▶ [ACTIONS TO TAKE]
1 - The article on the women's cybersecurity exchange names the fields of UNC's exchanges with Nagoya University. List every field it names.
2 - Based on the article on the women's cybersecurity exchange, decide whether each statement is true. Answer yes or no, and quote the words from the article that decide it.
(a) Seven female students from Nagoya came to UNC in September.
(b) Eight UNC students traveled to Nagoya in December.
(c) The Office of the Vice Provost for Global Affairs sponsors the program.
3 - Extend the article on the women's cybersecurity exchange, starting right after its final sentence.

▶ [GIVEN TEXT]

───

Women’s Cybersecurity Exchange Program Promotes Diversity

UNC, in partnership with Nagoya University in Japan, launched a program last fall to emphasize diversity and cultural differences in the field of cybersecurity through hands-on experience.

The Women’s Undergraduate Cybersecurity Engagement Program is sponsored by the U.S. Embassy Tokyo Public Affairs Section and overseen by the Office of the Vice Provost for Global Affairs. The program was initiated as part of Carolina Next: Innovations for Public Good, the University’s strategic plan. Programs such as cybersecurity, entrepreneurship and biomedical engineering exchanges with Nagoya University aim to broaden perspectives and create global connections.

The initiative also addresses the gender disparity in cybersecurity.

“Tech is a predominantly male field, especially in national security and government sectors,” said Isabel Lucas, a UNC sophomore from Montclair, New Jersey, who participated in the program. “Getting women interested and excited is opening up a door to them and providing opportunities for mentorship and peer networking that they might not otherwise have.”

The exchange began in September when UNC hosted seven female students from Nagoya to attend events and illustrate how cybersecurity is applied in the United States. “We did a lot of cool activities, including a scavenger hunt and a [virtual reality] workshop with some folks from N.C. State, looking at the different ways cultural competency can work because Japanese and American cultures are really different,” said Lucas, who helped coordinate the program for the visit.

In December, the exchange continued when six female students from UNC traveled to Nagoya. During their visit, students attended lectures, participated in cybersecurity simulations and spent time with students at Nagoya University. Lucas attended the Japan trip and said seeing the city sights was captivating. “We went to Nagoya Castle, which is this huge, Shogun-era temple they have in the middle of their city,” she said. “That was super neat.”

───

Referring expression pointing data:
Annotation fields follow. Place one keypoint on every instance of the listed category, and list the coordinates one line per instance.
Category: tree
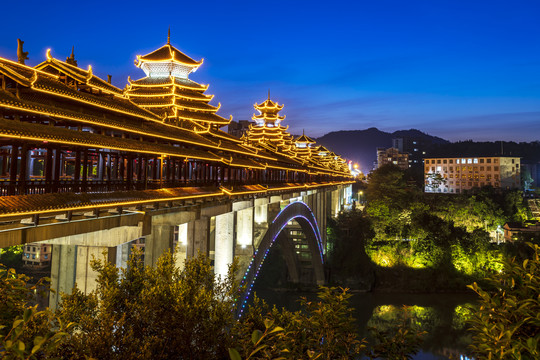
(506, 325)
(156, 312)
(25, 332)
(321, 330)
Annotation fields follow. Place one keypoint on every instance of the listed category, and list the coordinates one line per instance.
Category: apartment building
(392, 156)
(454, 175)
(37, 255)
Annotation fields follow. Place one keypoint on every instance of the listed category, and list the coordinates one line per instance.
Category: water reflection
(442, 316)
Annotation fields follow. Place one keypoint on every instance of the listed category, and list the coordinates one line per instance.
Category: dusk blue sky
(455, 69)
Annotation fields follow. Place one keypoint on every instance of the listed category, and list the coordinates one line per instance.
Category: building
(516, 230)
(238, 128)
(415, 147)
(454, 175)
(392, 156)
(36, 255)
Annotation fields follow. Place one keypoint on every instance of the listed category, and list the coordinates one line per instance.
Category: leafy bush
(506, 324)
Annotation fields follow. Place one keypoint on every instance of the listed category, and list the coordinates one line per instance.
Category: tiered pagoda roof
(168, 92)
(303, 146)
(57, 103)
(267, 130)
(268, 134)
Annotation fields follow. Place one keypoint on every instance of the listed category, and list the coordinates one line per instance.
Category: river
(440, 315)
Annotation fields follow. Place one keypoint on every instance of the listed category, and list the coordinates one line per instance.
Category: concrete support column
(85, 277)
(157, 243)
(63, 265)
(244, 227)
(182, 245)
(261, 210)
(71, 264)
(224, 244)
(123, 251)
(201, 230)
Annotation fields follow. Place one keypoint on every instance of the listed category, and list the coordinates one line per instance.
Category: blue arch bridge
(87, 168)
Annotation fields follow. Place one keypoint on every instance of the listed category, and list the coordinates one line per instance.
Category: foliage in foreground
(25, 332)
(507, 323)
(158, 312)
(165, 313)
(320, 330)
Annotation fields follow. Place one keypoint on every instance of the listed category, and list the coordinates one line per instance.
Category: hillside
(361, 145)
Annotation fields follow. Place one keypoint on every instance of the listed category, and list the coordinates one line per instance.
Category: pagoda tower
(267, 128)
(303, 146)
(168, 92)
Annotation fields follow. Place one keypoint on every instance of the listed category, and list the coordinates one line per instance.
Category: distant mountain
(361, 145)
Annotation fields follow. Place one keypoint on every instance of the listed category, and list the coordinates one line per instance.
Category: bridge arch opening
(300, 213)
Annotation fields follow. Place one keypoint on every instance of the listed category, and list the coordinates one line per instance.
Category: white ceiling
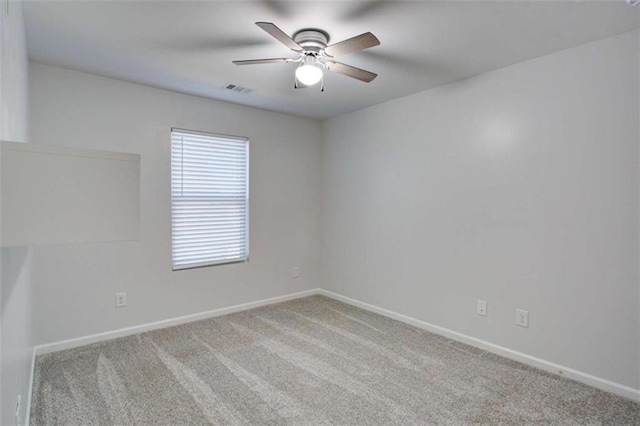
(188, 46)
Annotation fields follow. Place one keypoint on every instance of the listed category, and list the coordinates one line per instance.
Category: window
(209, 199)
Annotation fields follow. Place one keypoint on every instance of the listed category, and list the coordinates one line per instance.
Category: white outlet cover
(121, 300)
(481, 308)
(522, 318)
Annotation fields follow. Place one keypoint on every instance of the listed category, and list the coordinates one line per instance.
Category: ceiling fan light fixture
(309, 73)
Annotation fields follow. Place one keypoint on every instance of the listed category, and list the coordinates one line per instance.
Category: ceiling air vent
(236, 88)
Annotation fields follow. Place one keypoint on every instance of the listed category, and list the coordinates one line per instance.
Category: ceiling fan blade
(350, 71)
(280, 35)
(354, 44)
(263, 61)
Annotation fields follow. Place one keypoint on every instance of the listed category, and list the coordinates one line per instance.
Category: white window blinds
(209, 199)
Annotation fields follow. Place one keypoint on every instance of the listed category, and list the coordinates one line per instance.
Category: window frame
(229, 261)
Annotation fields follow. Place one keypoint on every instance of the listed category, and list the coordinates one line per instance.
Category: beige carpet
(308, 361)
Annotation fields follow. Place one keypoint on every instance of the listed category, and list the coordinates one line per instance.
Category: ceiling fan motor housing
(312, 40)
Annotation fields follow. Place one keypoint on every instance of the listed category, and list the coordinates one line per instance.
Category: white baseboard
(108, 335)
(27, 416)
(579, 376)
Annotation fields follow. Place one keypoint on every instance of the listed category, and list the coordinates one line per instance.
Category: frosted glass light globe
(309, 74)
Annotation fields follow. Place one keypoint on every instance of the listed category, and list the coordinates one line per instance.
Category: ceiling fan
(314, 54)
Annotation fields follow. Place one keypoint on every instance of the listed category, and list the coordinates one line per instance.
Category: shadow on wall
(13, 263)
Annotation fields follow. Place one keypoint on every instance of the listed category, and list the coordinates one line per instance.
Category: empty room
(319, 212)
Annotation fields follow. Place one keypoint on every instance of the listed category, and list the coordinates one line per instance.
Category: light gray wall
(75, 284)
(15, 283)
(519, 187)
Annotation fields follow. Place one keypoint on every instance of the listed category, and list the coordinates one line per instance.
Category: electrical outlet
(522, 318)
(482, 307)
(18, 405)
(121, 300)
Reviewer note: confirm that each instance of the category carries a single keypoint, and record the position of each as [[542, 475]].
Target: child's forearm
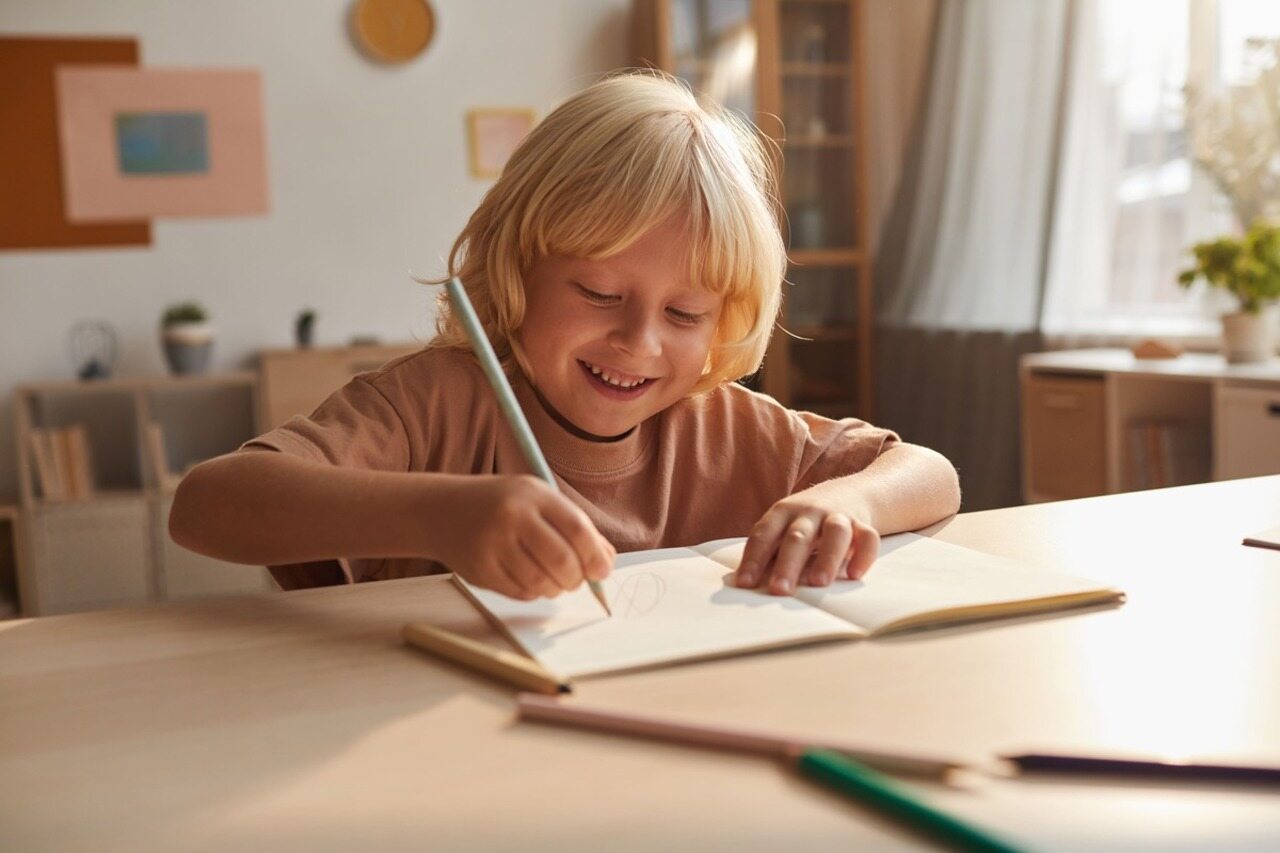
[[273, 509], [908, 487]]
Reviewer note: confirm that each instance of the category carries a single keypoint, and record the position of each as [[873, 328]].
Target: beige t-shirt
[[703, 469]]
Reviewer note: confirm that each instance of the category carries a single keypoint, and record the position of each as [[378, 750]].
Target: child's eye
[[595, 296], [685, 316]]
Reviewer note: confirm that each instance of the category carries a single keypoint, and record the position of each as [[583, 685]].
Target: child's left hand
[[801, 541]]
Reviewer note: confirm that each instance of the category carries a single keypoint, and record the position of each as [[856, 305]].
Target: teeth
[[613, 381]]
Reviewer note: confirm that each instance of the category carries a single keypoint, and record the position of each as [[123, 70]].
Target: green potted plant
[[1248, 268], [1234, 138], [187, 337], [304, 327]]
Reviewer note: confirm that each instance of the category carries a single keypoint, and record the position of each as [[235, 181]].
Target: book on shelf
[[158, 457], [676, 605], [1166, 452], [64, 465]]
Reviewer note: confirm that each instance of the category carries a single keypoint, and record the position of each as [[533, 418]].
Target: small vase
[[188, 347], [1249, 337]]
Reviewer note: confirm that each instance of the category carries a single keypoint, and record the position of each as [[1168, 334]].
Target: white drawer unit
[[1146, 423]]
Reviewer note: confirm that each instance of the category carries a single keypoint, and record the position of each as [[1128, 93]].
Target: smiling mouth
[[618, 383]]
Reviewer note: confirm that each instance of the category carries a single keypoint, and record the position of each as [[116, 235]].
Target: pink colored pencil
[[571, 714]]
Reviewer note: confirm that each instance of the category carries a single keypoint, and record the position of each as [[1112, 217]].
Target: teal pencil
[[890, 798], [507, 400]]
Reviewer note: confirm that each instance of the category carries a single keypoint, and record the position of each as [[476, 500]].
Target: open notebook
[[1269, 538], [679, 605]]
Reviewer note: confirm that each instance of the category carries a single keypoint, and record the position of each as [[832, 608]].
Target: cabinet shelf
[[804, 90], [1100, 422]]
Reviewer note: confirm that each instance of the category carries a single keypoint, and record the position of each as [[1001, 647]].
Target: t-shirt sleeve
[[356, 427], [832, 448]]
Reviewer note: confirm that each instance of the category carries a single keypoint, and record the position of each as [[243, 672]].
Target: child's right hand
[[519, 537]]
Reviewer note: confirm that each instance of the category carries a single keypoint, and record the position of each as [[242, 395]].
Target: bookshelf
[[105, 542], [794, 67], [1100, 422]]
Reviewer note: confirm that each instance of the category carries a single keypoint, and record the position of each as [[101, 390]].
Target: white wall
[[366, 167]]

───

▶ [REPLIES]
1 -
- Cybersecurity
- Entrepreneurship
- Biomedical engineering

2 -
(a) Yes: "The exchange began in September when UNC hosted seven female students from Nagoya"
(b) No: "six female students from UNC traveled to Nagoya"
(c) No: "sponsored by the U.S. Embassy Tokyo Public Affairs Section and overseen by the Office of the Vice Provost for Global Affairs"

3 -
When they weren’t studying, the students experienced Japanese karaoke and participated in a problem-solving challenge with Nagoya’s Lego Club. “We got into teams with Japanese students, and we were tasked with building the tallest tower we could out of Legos,” Lucas said. “Even though we didn’t speak any Japanese and they spoke some English, but not a lot, we were able to work together and do that as a group.”

Participating women represented various cultural backgrounds and fields of study beyond computer and data science, including engineering, medicine and nursing.

The exchange program not only focuses on technical aspects but also delves into cultural nuances. “There’s some very small things like exchanging different kinds of candy, to bigger things about how we show respect to one another,” Lucas said. “They might bow and we might shake hands. Americans tend to speak loud and fast, whereas in Japan they tend to speak softer. It’s a combination of both little and bigger things.”

Details for the 2024–25 school year have not been released.